# [Veri kümesi öğeleri]
______
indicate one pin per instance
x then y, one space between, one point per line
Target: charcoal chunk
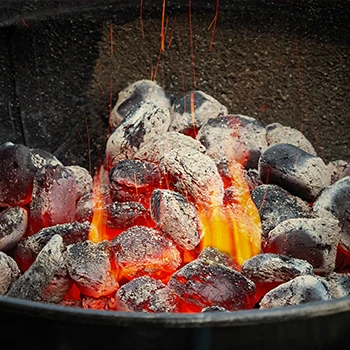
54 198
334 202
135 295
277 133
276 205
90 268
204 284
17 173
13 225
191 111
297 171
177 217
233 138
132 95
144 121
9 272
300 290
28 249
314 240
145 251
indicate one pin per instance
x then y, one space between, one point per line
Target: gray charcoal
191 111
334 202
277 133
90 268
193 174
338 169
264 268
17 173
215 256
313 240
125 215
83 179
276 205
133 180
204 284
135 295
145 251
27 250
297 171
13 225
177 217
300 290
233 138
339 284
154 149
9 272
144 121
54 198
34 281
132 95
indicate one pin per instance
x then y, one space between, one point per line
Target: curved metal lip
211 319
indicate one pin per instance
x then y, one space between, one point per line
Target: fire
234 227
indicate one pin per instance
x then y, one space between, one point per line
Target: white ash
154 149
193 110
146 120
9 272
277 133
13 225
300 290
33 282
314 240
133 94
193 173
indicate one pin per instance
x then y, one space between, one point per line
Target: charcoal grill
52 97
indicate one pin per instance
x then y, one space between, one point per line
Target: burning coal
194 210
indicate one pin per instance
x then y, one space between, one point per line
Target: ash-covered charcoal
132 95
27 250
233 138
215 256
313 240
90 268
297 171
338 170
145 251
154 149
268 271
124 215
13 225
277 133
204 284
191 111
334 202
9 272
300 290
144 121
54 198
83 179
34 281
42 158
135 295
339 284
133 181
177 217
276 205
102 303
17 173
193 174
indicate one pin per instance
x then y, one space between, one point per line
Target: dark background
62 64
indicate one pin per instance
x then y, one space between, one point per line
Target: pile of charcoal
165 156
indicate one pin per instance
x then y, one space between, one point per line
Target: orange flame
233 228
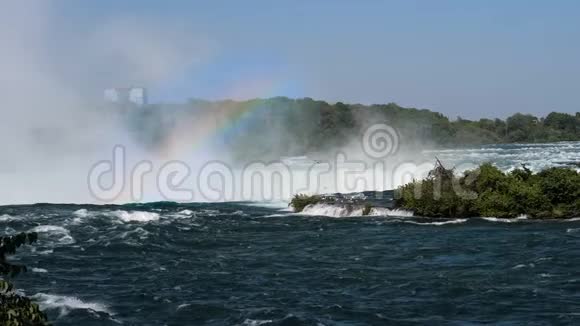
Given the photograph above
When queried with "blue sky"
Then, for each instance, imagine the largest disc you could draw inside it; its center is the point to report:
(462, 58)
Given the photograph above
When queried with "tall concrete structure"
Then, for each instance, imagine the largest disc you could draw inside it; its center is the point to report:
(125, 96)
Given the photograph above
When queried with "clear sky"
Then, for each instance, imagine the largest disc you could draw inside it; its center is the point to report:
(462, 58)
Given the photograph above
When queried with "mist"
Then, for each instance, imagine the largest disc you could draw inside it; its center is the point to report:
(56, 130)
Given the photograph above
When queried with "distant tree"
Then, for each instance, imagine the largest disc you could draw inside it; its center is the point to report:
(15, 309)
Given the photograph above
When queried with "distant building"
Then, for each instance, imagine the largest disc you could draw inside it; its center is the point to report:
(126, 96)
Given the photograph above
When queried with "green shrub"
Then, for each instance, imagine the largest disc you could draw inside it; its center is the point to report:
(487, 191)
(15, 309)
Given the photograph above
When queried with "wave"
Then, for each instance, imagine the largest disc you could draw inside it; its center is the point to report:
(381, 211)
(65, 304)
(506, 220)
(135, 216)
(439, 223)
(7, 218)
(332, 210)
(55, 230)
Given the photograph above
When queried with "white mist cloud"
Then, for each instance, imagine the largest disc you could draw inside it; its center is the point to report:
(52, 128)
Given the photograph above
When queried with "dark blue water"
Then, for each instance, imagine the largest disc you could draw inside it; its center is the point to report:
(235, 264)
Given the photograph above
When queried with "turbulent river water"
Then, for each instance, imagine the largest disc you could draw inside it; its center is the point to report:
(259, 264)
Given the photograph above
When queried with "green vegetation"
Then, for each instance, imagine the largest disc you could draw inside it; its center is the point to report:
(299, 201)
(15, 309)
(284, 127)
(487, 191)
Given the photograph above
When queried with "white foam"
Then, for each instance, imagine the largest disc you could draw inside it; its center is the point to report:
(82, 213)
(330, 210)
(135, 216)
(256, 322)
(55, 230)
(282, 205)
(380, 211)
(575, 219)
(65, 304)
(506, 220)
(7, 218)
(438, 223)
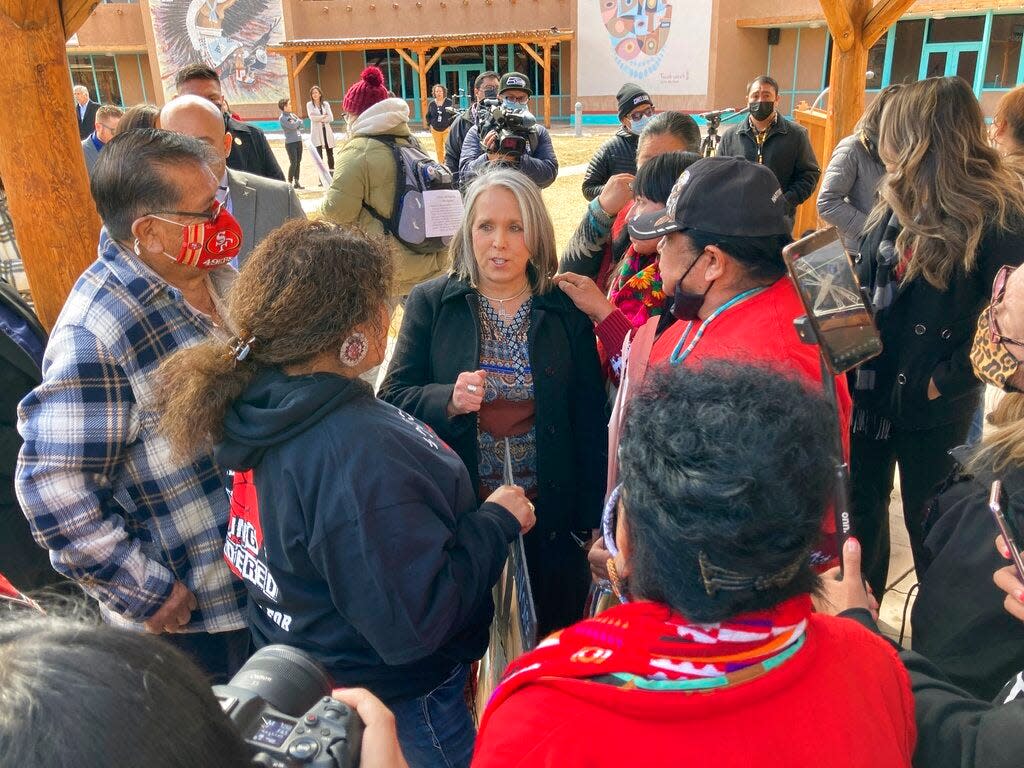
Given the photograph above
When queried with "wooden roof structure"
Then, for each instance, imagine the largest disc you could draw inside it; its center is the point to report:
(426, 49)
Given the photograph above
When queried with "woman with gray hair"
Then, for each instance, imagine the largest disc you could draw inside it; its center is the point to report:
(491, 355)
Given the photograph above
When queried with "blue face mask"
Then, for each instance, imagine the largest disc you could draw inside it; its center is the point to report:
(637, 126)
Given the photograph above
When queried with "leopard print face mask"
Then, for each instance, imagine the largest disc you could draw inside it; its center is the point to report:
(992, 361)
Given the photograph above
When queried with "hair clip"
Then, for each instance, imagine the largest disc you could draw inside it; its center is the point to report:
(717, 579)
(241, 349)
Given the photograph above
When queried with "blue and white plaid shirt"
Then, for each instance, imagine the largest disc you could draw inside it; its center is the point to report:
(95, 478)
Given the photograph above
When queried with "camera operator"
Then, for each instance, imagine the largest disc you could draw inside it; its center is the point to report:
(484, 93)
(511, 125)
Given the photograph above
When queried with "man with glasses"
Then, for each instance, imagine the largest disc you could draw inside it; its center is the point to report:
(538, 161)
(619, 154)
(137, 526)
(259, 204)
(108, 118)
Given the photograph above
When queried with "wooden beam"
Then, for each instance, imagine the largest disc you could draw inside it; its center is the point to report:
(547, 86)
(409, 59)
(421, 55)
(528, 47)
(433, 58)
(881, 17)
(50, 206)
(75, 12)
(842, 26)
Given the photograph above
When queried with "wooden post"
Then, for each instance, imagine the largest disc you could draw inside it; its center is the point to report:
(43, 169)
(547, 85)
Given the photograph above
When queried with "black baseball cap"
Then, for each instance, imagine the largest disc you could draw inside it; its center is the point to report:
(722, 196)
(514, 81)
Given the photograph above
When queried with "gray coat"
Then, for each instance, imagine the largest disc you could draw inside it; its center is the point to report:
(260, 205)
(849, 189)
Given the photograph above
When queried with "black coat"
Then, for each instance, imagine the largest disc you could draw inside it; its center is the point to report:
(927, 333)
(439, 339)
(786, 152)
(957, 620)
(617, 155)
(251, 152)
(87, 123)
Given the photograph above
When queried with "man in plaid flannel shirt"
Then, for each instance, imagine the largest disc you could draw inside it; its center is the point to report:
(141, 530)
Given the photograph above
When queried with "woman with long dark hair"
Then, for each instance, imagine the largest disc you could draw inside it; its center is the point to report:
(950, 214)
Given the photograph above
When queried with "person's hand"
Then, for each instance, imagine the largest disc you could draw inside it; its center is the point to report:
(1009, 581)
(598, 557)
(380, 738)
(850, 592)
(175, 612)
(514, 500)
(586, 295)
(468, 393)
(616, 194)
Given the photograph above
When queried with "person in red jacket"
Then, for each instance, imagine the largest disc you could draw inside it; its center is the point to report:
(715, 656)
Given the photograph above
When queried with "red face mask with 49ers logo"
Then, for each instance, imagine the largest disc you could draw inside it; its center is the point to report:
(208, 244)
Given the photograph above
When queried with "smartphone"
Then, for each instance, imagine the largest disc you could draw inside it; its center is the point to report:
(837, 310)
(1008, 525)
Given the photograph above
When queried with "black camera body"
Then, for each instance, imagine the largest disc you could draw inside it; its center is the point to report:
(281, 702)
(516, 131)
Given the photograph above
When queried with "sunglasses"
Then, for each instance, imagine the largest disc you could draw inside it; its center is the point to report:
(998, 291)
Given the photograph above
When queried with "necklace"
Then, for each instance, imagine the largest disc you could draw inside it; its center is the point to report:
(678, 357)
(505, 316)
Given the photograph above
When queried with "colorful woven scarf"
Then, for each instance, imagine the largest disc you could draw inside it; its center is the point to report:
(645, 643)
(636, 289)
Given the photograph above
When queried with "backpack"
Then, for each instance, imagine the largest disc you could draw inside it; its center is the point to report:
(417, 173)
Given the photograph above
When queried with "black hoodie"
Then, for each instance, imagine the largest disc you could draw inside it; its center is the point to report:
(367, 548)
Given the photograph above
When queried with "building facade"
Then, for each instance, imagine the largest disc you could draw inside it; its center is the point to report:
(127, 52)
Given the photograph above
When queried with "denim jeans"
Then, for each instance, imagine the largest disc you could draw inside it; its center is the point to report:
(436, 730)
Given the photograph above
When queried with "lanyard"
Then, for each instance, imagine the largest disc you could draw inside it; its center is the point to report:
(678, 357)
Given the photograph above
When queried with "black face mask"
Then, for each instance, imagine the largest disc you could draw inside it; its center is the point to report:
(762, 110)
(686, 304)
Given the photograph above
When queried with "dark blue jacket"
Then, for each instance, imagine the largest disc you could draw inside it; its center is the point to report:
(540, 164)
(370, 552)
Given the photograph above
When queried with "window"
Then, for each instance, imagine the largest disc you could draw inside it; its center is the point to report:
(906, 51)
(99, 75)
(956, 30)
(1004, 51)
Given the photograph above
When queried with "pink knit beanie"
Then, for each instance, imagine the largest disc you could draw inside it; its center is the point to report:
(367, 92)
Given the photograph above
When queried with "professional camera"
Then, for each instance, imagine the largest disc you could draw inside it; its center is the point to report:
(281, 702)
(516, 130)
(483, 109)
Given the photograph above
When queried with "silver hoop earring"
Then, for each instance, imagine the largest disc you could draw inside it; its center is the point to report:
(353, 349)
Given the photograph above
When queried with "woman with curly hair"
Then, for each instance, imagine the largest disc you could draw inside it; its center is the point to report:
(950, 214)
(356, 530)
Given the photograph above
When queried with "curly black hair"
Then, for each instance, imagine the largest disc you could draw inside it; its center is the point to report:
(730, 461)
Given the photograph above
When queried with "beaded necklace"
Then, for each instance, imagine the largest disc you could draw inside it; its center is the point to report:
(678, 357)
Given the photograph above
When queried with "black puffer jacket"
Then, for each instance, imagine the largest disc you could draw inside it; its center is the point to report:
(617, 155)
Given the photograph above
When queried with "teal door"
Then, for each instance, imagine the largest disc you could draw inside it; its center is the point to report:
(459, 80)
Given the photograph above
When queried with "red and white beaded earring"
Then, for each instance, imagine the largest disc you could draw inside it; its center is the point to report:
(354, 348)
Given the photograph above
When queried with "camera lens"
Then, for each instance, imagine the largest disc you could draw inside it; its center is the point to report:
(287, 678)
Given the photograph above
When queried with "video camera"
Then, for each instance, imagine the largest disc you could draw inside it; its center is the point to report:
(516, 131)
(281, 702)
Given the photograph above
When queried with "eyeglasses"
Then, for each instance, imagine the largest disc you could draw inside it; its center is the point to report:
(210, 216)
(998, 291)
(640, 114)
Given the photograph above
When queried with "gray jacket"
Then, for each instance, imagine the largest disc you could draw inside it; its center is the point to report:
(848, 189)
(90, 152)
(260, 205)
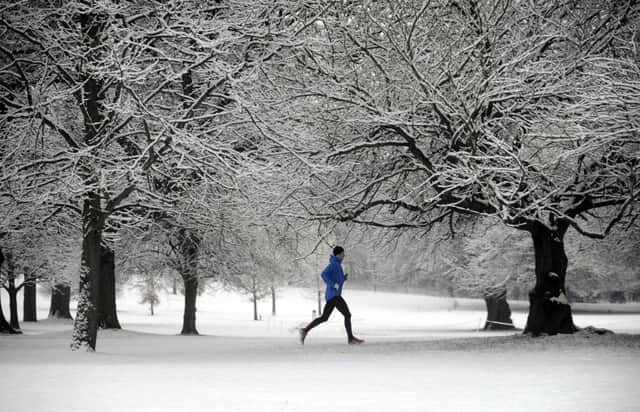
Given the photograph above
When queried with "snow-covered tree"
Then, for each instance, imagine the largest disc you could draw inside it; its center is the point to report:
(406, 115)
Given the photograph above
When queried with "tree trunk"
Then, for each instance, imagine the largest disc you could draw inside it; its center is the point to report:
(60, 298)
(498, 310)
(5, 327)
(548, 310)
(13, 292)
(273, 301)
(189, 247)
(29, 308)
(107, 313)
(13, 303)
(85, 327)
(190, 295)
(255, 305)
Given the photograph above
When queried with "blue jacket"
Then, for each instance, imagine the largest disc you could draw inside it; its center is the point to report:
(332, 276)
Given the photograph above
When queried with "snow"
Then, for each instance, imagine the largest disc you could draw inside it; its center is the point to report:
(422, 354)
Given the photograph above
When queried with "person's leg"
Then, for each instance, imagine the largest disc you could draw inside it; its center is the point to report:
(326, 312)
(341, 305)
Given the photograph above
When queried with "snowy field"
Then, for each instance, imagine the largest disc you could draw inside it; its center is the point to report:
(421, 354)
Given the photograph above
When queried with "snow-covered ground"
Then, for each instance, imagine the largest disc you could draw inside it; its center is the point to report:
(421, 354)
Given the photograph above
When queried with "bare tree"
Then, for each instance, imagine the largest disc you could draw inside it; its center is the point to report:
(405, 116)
______
# [Görev Özeti]
Yukarıdaki satırlardan "hair" kelimesini içerenlerin tamamını döndürün.

# [Problem Çözümü]
When queried with "woman with gray hair"
When queried with "hair clip"
When queried with "woman with long dark hair"
When queried with "woman with curly hair"
When queried with "curly black hair"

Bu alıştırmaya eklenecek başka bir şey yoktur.